## Your goal
Would it be possible to quote, exactly and in full, the lines from the one with "Definition of the keypoint: for every instance of the collared" through the end of the entries below?

## Given data
· · ·
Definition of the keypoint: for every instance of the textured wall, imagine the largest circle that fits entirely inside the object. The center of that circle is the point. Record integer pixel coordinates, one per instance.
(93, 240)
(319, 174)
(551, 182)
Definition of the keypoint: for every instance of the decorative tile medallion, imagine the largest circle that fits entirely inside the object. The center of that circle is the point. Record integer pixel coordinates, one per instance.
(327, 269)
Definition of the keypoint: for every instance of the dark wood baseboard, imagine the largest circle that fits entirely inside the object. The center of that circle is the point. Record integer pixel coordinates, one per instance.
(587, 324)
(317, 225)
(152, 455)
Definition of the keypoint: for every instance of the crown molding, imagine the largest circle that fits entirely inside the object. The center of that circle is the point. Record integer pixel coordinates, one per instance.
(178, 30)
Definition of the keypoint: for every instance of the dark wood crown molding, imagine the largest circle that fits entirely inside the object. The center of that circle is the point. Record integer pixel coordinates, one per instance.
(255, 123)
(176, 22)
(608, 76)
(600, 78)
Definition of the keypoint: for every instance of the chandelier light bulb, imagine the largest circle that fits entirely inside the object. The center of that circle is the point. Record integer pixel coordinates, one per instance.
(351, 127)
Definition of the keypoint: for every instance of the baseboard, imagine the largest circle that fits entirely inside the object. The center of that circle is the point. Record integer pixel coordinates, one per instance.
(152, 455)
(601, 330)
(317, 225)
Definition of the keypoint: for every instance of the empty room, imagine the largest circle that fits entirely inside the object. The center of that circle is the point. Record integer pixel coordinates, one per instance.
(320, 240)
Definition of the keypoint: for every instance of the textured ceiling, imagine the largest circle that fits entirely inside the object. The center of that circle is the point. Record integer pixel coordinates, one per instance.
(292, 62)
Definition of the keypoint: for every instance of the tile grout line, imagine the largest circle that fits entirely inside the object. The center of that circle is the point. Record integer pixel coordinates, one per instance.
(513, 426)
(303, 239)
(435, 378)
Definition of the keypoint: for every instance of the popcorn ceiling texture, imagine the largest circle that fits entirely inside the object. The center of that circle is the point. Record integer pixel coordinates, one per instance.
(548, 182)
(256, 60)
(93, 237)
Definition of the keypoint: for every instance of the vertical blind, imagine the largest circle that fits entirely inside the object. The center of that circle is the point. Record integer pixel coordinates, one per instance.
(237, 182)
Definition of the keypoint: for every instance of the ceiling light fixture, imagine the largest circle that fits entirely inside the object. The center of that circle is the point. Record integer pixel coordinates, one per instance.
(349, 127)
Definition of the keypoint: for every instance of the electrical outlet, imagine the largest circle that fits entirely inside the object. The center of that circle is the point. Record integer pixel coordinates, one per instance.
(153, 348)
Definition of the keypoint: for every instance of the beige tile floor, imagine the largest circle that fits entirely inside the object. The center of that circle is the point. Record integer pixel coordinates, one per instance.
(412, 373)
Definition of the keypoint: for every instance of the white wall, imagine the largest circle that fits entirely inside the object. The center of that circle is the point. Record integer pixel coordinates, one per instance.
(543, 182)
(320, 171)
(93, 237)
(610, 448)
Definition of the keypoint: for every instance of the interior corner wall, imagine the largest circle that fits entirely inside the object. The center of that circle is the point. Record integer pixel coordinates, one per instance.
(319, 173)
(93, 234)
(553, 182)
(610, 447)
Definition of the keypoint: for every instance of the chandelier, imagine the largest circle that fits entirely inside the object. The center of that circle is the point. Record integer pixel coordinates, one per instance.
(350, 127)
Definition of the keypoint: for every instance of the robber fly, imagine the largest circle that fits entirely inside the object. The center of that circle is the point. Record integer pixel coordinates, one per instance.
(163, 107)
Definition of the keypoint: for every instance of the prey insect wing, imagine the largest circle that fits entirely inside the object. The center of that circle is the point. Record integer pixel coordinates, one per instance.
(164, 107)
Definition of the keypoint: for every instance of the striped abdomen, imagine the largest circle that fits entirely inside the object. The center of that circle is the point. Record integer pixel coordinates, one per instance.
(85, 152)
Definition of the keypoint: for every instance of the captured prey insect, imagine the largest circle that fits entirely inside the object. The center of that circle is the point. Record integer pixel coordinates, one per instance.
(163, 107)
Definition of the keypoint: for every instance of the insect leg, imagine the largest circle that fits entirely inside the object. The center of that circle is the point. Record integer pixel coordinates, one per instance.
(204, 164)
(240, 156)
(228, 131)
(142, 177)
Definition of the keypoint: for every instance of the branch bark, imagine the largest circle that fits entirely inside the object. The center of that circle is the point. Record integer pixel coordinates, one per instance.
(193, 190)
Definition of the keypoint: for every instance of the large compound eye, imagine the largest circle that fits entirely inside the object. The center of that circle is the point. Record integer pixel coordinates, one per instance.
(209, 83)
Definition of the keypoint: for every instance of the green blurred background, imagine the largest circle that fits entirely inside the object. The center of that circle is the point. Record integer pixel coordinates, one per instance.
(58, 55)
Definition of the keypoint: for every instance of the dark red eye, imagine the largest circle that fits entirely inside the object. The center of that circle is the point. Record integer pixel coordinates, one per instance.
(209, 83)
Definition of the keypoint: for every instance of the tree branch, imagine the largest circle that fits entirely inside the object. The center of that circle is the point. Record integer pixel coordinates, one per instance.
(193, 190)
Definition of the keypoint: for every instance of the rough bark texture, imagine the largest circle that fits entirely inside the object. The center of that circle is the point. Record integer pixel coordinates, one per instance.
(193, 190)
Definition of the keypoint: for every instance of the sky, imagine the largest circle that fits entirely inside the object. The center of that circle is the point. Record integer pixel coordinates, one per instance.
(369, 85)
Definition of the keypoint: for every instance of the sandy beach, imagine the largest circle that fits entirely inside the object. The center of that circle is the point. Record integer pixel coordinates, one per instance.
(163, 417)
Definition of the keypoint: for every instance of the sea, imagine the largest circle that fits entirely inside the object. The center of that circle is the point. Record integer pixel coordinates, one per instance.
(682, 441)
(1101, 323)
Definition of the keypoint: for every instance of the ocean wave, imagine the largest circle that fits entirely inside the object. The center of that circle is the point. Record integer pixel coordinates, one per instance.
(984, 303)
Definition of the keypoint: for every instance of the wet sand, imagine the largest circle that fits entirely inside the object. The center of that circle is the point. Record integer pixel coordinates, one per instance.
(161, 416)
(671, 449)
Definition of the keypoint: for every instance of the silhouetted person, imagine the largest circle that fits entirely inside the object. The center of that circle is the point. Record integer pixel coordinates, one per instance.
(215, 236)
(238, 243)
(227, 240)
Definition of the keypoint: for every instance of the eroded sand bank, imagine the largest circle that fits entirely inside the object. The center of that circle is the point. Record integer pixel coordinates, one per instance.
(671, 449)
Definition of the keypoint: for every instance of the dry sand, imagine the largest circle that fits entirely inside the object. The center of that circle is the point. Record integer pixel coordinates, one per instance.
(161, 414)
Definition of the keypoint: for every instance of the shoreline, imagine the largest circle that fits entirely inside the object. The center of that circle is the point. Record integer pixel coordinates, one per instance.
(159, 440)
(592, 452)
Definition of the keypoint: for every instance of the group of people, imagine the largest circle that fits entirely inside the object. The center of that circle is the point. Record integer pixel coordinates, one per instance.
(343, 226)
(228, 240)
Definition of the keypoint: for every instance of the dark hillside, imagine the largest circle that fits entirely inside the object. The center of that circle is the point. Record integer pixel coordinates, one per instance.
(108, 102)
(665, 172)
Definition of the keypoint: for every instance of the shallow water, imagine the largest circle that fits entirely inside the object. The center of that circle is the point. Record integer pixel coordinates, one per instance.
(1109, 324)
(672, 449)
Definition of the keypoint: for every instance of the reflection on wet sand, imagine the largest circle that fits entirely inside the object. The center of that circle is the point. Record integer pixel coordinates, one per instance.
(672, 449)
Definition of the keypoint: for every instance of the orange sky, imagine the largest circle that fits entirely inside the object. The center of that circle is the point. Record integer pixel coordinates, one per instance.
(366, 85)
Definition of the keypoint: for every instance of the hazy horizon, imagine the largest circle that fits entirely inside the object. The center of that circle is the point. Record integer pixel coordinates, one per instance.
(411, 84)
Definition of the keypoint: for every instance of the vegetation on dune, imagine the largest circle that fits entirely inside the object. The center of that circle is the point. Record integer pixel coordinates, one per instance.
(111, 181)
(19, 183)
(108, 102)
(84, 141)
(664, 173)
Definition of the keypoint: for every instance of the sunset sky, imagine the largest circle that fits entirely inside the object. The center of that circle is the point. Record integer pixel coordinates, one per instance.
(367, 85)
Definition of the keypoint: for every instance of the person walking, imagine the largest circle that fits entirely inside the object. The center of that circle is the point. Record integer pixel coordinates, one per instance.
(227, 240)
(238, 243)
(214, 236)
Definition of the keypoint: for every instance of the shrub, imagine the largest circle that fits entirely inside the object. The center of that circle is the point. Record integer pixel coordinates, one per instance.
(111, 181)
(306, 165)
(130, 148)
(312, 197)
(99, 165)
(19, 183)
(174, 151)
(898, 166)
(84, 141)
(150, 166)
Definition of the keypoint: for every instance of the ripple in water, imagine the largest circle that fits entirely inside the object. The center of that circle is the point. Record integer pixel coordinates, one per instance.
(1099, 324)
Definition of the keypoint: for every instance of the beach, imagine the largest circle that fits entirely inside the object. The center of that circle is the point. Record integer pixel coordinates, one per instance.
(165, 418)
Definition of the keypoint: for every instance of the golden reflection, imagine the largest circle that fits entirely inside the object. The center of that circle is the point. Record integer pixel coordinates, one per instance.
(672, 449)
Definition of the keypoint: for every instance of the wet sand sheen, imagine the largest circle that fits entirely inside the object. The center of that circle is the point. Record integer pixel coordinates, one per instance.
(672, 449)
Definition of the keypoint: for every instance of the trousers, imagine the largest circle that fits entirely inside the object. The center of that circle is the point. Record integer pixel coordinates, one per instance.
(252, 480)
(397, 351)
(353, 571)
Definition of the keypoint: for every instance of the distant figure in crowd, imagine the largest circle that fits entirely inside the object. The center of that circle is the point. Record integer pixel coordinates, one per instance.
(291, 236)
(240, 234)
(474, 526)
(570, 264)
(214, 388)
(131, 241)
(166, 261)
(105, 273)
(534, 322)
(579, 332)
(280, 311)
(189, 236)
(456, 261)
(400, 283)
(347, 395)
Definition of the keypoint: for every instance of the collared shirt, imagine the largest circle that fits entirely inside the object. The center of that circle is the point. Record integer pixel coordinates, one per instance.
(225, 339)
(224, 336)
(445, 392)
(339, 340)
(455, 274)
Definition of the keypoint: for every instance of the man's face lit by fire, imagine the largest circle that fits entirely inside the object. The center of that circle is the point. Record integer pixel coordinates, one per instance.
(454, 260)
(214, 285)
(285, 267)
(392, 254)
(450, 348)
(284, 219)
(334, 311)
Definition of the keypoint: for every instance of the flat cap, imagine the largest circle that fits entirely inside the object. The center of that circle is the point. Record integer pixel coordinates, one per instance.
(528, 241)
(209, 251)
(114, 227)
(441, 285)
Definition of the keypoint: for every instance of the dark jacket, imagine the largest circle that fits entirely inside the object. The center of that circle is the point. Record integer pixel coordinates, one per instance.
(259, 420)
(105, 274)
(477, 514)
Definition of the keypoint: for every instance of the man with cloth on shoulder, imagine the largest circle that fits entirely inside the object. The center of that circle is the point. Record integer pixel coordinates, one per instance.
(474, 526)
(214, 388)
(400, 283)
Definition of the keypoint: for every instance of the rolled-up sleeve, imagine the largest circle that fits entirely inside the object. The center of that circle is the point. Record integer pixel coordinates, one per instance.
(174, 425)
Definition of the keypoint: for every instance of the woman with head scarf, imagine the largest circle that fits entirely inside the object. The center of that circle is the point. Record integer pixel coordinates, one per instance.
· · ·
## Reply
Definition of the keypoint: for every instance of the collared shirt, imagine the largest circle that fits entirely inside the object. The center of that circle is the point. Record integer pixel coordinates, one per instance.
(225, 339)
(224, 336)
(445, 392)
(339, 340)
(455, 274)
Definition of the keypoint: for every instance of the man's face lit by fire, imagine the largest circle that fits entirely inside the object. The center of that circle is the point. Record integer pixel coordinates, one per instance.
(454, 260)
(214, 285)
(285, 267)
(392, 254)
(450, 348)
(284, 219)
(334, 311)
Definition of the keypoint: for every instance of the flat cap, imagine the largest circle that fits entirely inside the object. The center of that circle is the point. Record integer pixel coordinates, one per instance.
(528, 241)
(209, 251)
(114, 227)
(441, 285)
Definition of the keypoint: for every instance of the dark jacket, imagine the largest circle that fits entirely inside the object. The center of that circle is the point. Record integer pixel coordinates, one per instance.
(259, 420)
(105, 274)
(477, 514)
Definition of the keypoint: for every instance of the man with cloth on shoulder, imagine the largest circle that fits entirely inside the object. The center of that circle is the point. Record integer pixel coordinates, one per instance.
(474, 526)
(214, 388)
(400, 283)
Definition of the keypoint: for every instance of the rolled-up sleeve, imagine the largest circle that fits entirely inside the object. The center of that circle is the point. Record integer pixel coordinates, one per instance.
(174, 425)
Definition of the keypoint: for every instance of the woman with head scarf, imagine the largest circle that fits entirely inside the object. The center of that circle is the point. Record integer pixel coordinates, one per instance.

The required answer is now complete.